Aside from the weapon design and how the shooter fires and moves there is the environment. Is the shooting indoors? If so, the casings may be hitting other objects like walls, furniture, chandeliers, etc. that can alter the “flight path” of the casing. If the shooter is outdoors are there over-hanging branches from a tree? Is there a strong wind? We also have to consider the surface the casing lands on. Surfaces like snow or a lush green lawn may help to “catch” the casing and allow for very little movement. Other surfaces like cement, linoleum, or tile may allow the casing to “bounce” and change direction. Then there is the slope of the surface. Envision a casing that hits a roadway versus one that hits on the sloped area of the sidewalk leading to the gutter. Think of a cartridge casing like a little football. We all know how unpredictable a bouncing path for a football can be right? Well, casings can act in a similar manner.
When all of that is said and done we still have to consider any “post-shooting” processes that may change the resting position of the expended casing. Cartridge cases are small and can easily be moved if they are kicked, stepped on, driven over, or by other actions. There are a lot of first responders like police, paramedics, medical examiners, even by-standers or family members that may also inadvertently move these casings before the CSI shows up on scene.
The above video shows both slow motion and normal speed ejections. Notice how varied the flight paths are for the same weapon with a static (stationary) shooter. Also, about half-way through the clip you will see one casing actually hit the camera and bounce back towards the shooter.

■ Data excerpts
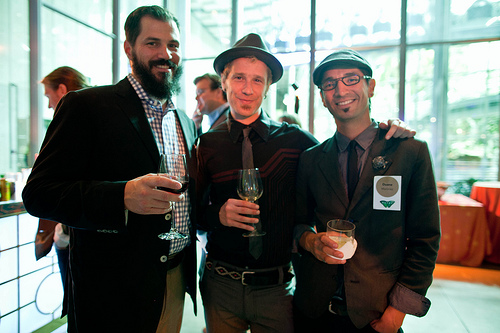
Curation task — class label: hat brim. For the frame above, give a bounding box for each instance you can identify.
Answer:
[313,59,372,87]
[214,46,283,83]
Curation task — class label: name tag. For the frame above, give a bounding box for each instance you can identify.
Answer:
[373,176,401,211]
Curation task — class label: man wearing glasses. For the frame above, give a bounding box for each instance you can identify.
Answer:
[294,49,440,332]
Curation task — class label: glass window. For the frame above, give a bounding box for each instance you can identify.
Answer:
[43,0,113,33]
[0,1,30,174]
[188,0,232,58]
[316,0,401,50]
[407,0,500,43]
[443,42,500,181]
[40,8,113,127]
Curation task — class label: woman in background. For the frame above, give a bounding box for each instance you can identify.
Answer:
[35,66,89,294]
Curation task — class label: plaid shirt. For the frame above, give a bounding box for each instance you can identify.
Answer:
[127,74,191,254]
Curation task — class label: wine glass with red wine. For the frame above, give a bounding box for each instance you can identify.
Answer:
[157,154,189,240]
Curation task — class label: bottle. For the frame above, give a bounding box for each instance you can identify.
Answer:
[0,175,10,201]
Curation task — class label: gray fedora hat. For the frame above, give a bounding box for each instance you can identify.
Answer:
[313,49,373,87]
[214,33,283,83]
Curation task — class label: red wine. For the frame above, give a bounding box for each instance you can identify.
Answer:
[156,181,189,194]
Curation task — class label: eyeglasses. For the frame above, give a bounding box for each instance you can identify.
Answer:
[319,74,372,91]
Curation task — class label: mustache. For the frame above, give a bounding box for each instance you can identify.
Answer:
[149,59,179,71]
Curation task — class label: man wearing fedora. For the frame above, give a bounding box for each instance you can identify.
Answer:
[197,33,412,333]
[294,49,440,333]
[198,34,317,332]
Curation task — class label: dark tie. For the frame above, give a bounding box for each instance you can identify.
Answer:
[241,127,254,169]
[241,127,262,259]
[347,140,358,201]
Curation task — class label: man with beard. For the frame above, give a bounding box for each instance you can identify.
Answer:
[23,6,196,333]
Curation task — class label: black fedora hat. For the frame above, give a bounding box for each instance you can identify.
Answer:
[214,33,283,83]
[313,49,373,87]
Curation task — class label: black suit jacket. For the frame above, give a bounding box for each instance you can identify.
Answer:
[23,79,196,332]
[294,130,440,328]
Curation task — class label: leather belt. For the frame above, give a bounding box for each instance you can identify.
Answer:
[205,260,294,286]
[328,296,349,316]
[166,251,185,271]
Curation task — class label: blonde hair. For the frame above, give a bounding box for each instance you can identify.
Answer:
[40,66,89,91]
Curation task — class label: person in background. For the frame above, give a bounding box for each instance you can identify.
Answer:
[197,33,416,333]
[23,6,197,333]
[278,113,302,127]
[294,49,440,333]
[40,66,89,110]
[35,66,89,289]
[192,73,229,135]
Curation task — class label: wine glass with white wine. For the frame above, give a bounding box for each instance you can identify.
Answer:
[157,154,189,240]
[238,168,266,237]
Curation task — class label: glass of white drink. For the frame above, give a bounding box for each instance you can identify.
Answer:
[326,219,358,260]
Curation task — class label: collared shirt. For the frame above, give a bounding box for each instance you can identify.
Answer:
[335,120,378,193]
[198,112,317,268]
[127,74,191,254]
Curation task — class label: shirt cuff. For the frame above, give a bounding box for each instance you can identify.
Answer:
[389,283,431,317]
[292,224,316,253]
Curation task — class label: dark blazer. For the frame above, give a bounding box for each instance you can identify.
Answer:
[197,106,229,136]
[294,130,440,328]
[23,79,196,332]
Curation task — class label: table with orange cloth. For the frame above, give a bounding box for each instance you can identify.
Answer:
[470,182,500,264]
[437,194,491,266]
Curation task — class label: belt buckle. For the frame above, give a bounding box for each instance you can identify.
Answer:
[328,301,338,315]
[241,271,255,286]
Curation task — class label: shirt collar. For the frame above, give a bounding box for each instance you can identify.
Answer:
[227,110,271,143]
[335,119,378,152]
[127,73,175,112]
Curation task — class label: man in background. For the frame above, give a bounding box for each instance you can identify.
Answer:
[35,66,89,295]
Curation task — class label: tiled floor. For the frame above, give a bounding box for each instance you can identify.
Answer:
[43,265,500,333]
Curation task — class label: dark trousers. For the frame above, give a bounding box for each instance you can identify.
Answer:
[293,305,403,333]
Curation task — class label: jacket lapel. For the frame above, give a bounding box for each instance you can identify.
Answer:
[351,130,394,208]
[115,78,160,164]
[318,137,349,207]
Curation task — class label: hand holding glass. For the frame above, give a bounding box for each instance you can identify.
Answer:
[238,169,266,237]
[157,154,189,240]
[326,219,358,260]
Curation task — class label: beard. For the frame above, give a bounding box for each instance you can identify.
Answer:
[132,52,182,100]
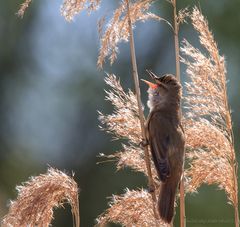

■ Check your understanding
1. Write out the stretch of the passage on ejected cartridge casings from "The above video" through "towards the shooter.".
2. Extend the passage on ejected cartridge casings, picking up after its final sentence.
The records have nothing to do with what comes next.

■ Results for the exercise
1.
The above video shows both slow motion and normal speed ejections. Notice how varied the flight paths are for the same weapon with a static (stationary) shooter. Also, about half-way through the clip you will see one casing actually hit the camera and bounce back towards the shooter.

2.
You might read references to police using ejection patterns in novels or see them on a television show but the analysis is not nearly as straightforward as they might seem. In fact, some studies have shown as much as 25% of casings don’t even eject in the manner or direction as designed. That’s not too surprising actually. Gun manufacturer’s don’t really care about exactly where the casings eject or how consistently they eject in the same manner as long as they stay out of the shooter’s face. Now ejection patterns can provide some general insight into the general location of the shooter but you just have to be very careful about how far you take the reconstruction. So the key is to recognize the many influences that can vary the resting position of the cases. If you want to have some fun with it you could have an expert rely too much on the locations of the casings only to find out later that they had been moved through some other action. That could really throw your analysis into a tailspin.